AIM:
Could you render every line below as a Markdown table with the columns "Row" and "Line", numbering the rows and leaving out blank lines?
— Begin —
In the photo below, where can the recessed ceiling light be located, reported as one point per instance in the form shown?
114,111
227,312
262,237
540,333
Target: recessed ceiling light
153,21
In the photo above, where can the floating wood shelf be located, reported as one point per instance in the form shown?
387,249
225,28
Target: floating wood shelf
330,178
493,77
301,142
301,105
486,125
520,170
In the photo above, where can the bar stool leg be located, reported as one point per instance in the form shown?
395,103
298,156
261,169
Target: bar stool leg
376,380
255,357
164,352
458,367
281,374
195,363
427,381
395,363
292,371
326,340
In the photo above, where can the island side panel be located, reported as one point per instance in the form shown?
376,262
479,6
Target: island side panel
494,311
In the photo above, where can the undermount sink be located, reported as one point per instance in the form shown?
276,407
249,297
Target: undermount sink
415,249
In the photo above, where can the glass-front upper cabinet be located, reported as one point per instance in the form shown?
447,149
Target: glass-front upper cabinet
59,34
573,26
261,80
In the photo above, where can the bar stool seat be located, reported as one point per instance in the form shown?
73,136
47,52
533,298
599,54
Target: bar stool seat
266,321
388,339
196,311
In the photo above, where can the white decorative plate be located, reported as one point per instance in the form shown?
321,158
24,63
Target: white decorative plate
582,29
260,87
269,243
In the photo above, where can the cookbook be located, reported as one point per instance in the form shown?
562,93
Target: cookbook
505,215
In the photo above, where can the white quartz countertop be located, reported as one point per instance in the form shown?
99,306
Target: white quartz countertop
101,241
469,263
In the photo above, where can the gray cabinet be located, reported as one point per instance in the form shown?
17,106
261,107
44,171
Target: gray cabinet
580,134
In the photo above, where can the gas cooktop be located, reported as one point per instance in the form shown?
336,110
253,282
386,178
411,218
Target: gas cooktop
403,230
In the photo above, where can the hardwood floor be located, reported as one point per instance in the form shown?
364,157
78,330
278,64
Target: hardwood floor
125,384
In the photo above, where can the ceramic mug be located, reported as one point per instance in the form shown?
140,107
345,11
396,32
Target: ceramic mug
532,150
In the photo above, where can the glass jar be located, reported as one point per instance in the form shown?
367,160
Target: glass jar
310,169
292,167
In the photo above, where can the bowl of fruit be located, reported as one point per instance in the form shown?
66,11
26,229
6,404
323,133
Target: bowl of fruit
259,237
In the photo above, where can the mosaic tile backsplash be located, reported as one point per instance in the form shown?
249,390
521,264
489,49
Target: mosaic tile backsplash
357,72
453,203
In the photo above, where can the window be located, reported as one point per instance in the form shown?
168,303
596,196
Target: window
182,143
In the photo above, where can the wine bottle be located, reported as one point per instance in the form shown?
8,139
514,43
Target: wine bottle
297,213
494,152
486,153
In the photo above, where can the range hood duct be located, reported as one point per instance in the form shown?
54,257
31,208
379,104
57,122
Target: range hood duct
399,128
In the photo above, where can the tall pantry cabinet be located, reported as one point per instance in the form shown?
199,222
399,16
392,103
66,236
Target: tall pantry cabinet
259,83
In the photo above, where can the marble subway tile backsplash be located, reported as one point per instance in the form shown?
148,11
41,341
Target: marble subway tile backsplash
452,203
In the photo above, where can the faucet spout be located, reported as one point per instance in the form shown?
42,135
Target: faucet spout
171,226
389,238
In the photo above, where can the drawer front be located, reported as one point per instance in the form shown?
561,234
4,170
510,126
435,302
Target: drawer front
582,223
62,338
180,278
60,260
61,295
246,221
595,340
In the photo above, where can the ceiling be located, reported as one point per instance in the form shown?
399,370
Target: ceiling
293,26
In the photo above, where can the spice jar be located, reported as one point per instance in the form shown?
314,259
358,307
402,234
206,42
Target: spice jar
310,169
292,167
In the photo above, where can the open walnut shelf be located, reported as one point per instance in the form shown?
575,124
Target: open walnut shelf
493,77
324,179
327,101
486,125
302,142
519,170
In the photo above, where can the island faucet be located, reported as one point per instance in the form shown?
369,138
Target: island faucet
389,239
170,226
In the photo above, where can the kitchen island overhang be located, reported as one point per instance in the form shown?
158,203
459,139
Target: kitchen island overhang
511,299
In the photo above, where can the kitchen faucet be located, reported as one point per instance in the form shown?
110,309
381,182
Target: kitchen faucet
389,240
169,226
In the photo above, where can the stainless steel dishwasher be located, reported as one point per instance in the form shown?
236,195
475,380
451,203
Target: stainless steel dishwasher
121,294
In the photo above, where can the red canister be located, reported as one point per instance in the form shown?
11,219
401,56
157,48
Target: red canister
— End —
RESULT FOR THIS EXERCISE:
| Row | Line |
|---|---|
| 1 | In the photo below, where can the recessed ceiling light be located, reported as one point per instance in the form shown? |
| 2 | 114,111 |
| 3 | 227,312 |
| 4 | 262,237 |
| 5 | 540,333 |
| 6 | Target: recessed ceiling light |
| 7 | 153,21 |
| 8 | In the photo above, where can the floating wood shelf be located, reported as one point per instance in the form shown? |
| 9 | 387,249 |
| 10 | 225,28 |
| 11 | Target: floating wood shelf |
| 12 | 330,178 |
| 13 | 493,77 |
| 14 | 301,142 |
| 15 | 301,105 |
| 16 | 486,125 |
| 17 | 520,170 |
| 18 | In the photo above, where can the bar stool leg be located, reported as one point per instance in the form shown? |
| 19 | 395,103 |
| 20 | 298,156 |
| 21 | 261,169 |
| 22 | Target: bar stool leg |
| 23 | 376,380 |
| 24 | 255,357 |
| 25 | 164,352 |
| 26 | 458,367 |
| 27 | 281,374 |
| 28 | 195,363 |
| 29 | 427,381 |
| 30 | 395,363 |
| 31 | 292,371 |
| 32 | 326,340 |
| 33 | In the photo above, where can the island side panel be located, reported as one point per instance in the form shown? |
| 34 | 376,262 |
| 35 | 479,6 |
| 36 | Target: island side panel |
| 37 | 494,311 |
| 38 | In the photo above, where can the undermount sink be located, reported as one point per instance in the form shown? |
| 39 | 276,407 |
| 40 | 249,297 |
| 41 | Target: undermount sink |
| 42 | 415,249 |
| 43 | In the photo above, where can the glass-front upper cabinet be located, reported as one point per instance in the form shown? |
| 44 | 447,149 |
| 45 | Target: glass-front upper cabinet |
| 46 | 59,34 |
| 47 | 573,26 |
| 48 | 261,80 |
| 49 | In the photo above, where can the bar stool seat be located, reported as one point per instance in the form shown? |
| 50 | 73,136 |
| 51 | 47,52 |
| 52 | 533,298 |
| 53 | 599,54 |
| 54 | Target: bar stool seat |
| 55 | 266,321 |
| 56 | 388,339 |
| 57 | 196,311 |
| 58 | In the photo above, where can the white decorative plate be located, reported as one point per instance in the form shown? |
| 59 | 321,158 |
| 60 | 24,63 |
| 61 | Target: white decorative plate |
| 62 | 582,29 |
| 63 | 260,87 |
| 64 | 269,243 |
| 65 | In the photo above, where can the cookbook be located, reported as one point per instance in the form shown? |
| 66 | 562,93 |
| 67 | Target: cookbook |
| 68 | 505,215 |
| 69 | In the photo above, where can the white quartz countertop be located, reported as one point per instance in the form shown? |
| 70 | 99,306 |
| 71 | Target: white quartz countertop |
| 72 | 101,241 |
| 73 | 469,263 |
| 74 | In the photo above, where can the gray cabinet be located, reported as one point per instance in the form shown? |
| 75 | 17,106 |
| 76 | 261,107 |
| 77 | 44,171 |
| 78 | Target: gray cabinet |
| 79 | 580,134 |
| 80 | In the photo above, where can the gas cooktop be located, reported as one point per instance in the form shown? |
| 81 | 336,110 |
| 82 | 253,282 |
| 83 | 386,178 |
| 84 | 411,218 |
| 85 | Target: gas cooktop |
| 86 | 403,230 |
| 87 | In the photo above, where can the hardwood floor be located, reported as one point per instance in the form shown? |
| 88 | 364,157 |
| 89 | 78,330 |
| 90 | 278,64 |
| 91 | Target: hardwood floor |
| 92 | 125,384 |
| 93 | In the photo above, where can the ceramic mug be located, reported as one point per instance in the form shown? |
| 94 | 140,107 |
| 95 | 345,11 |
| 96 | 396,32 |
| 97 | Target: ceramic mug |
| 98 | 532,150 |
| 99 | In the photo above, where can the glass jar be located, reported as one point per instance in the form shown? |
| 100 | 367,160 |
| 101 | Target: glass jar |
| 102 | 310,169 |
| 103 | 292,167 |
| 104 | In the photo above, where can the bowl of fruit be located, reported as one point per instance in the form shown? |
| 105 | 66,11 |
| 106 | 26,229 |
| 107 | 6,404 |
| 108 | 323,133 |
| 109 | Target: bowl of fruit |
| 110 | 259,237 |
| 111 | In the photo above, where can the mosaic tile backsplash be located, reported as one point per instance in the form shown? |
| 112 | 249,390 |
| 113 | 521,264 |
| 114 | 489,49 |
| 115 | Target: mosaic tile backsplash |
| 116 | 357,72 |
| 117 | 453,203 |
| 118 | In the photo above, where can the window be located, reported as one point per instance in the form shown? |
| 119 | 168,303 |
| 120 | 596,196 |
| 121 | Target: window |
| 122 | 182,143 |
| 123 | In the photo above, where can the wine bottle be located, reported as one point per instance in the form shown? |
| 124 | 8,139 |
| 125 | 514,43 |
| 126 | Target: wine bottle |
| 127 | 297,213 |
| 128 | 494,152 |
| 129 | 486,153 |
| 130 | In the photo above, where can the range hood duct be located, reported as one point per instance in the form shown? |
| 131 | 54,257 |
| 132 | 31,208 |
| 133 | 379,104 |
| 134 | 57,122 |
| 135 | Target: range hood duct |
| 136 | 399,128 |
| 137 | In the photo above, where can the tall pantry cabinet be located, reported as one point per instance in the form shown? |
| 138 | 199,222 |
| 139 | 399,16 |
| 140 | 392,103 |
| 141 | 66,236 |
| 142 | Target: tall pantry cabinet |
| 143 | 259,83 |
| 144 | In the photo above, where can the marble subway tile backsplash be located, reported as one point per instance in the form shown? |
| 145 | 148,11 |
| 146 | 41,341 |
| 147 | Target: marble subway tile backsplash |
| 148 | 452,203 |
| 149 | In the photo above, where can the faucet spout be located, reported as one point per instance in the form shown? |
| 150 | 42,135 |
| 151 | Target: faucet spout |
| 152 | 171,226 |
| 153 | 389,238 |
| 154 | In the photo above, where can the drawer front be located, reported as one point per instance in the form shown? |
| 155 | 561,234 |
| 156 | 4,170 |
| 157 | 510,126 |
| 158 | 435,302 |
| 159 | Target: drawer front |
| 160 | 582,223 |
| 161 | 62,338 |
| 162 | 180,278 |
| 163 | 60,260 |
| 164 | 61,295 |
| 165 | 246,221 |
| 166 | 595,340 |
| 167 | In the photo above, where can the ceiling be located, reported as one point per instance in the form shown? |
| 168 | 399,370 |
| 169 | Target: ceiling |
| 170 | 293,26 |
| 171 | In the photo above, where can the spice jar be located, reported as one point per instance in the form shown? |
| 172 | 314,259 |
| 173 | 358,307 |
| 174 | 402,234 |
| 175 | 206,42 |
| 176 | Target: spice jar |
| 177 | 310,169 |
| 178 | 292,167 |
| 179 | In the photo above, where can the open walnut shelf be located, reported as one point per instance in the form shown? |
| 180 | 575,124 |
| 181 | Target: open walnut shelf |
| 182 | 493,77 |
| 183 | 324,179 |
| 184 | 327,101 |
| 185 | 486,125 |
| 186 | 302,142 |
| 187 | 519,170 |
| 188 | In the photo above, where can the island faucet be located, reported as one point per instance in the form shown? |
| 189 | 369,138 |
| 190 | Target: island faucet |
| 191 | 389,239 |
| 192 | 170,226 |
| 193 | In the photo above, where can the kitchen island overhang be located, reported as one point per instance in the form shown? |
| 194 | 158,203 |
| 195 | 459,139 |
| 196 | Target: kitchen island overhang |
| 197 | 511,299 |
| 198 | In the photo above, where can the kitchen faucet be located, reported as one point per instance in the form shown? |
| 199 | 110,309 |
| 200 | 381,182 |
| 201 | Target: kitchen faucet |
| 202 | 389,240 |
| 203 | 169,226 |
| 204 | In the photo above, where can the stainless steel dishwasher be located, reported as one point per instance in the form shown? |
| 205 | 236,195 |
| 206 | 475,380 |
| 207 | 451,203 |
| 208 | Target: stainless steel dishwasher |
| 209 | 121,294 |
| 210 | In the photo above, where can the red canister be located, reported as one point per instance in the form shown? |
| 211 | 11,219 |
| 212 | 401,56 |
| 213 | 157,48 |
| 214 | Target: red canister |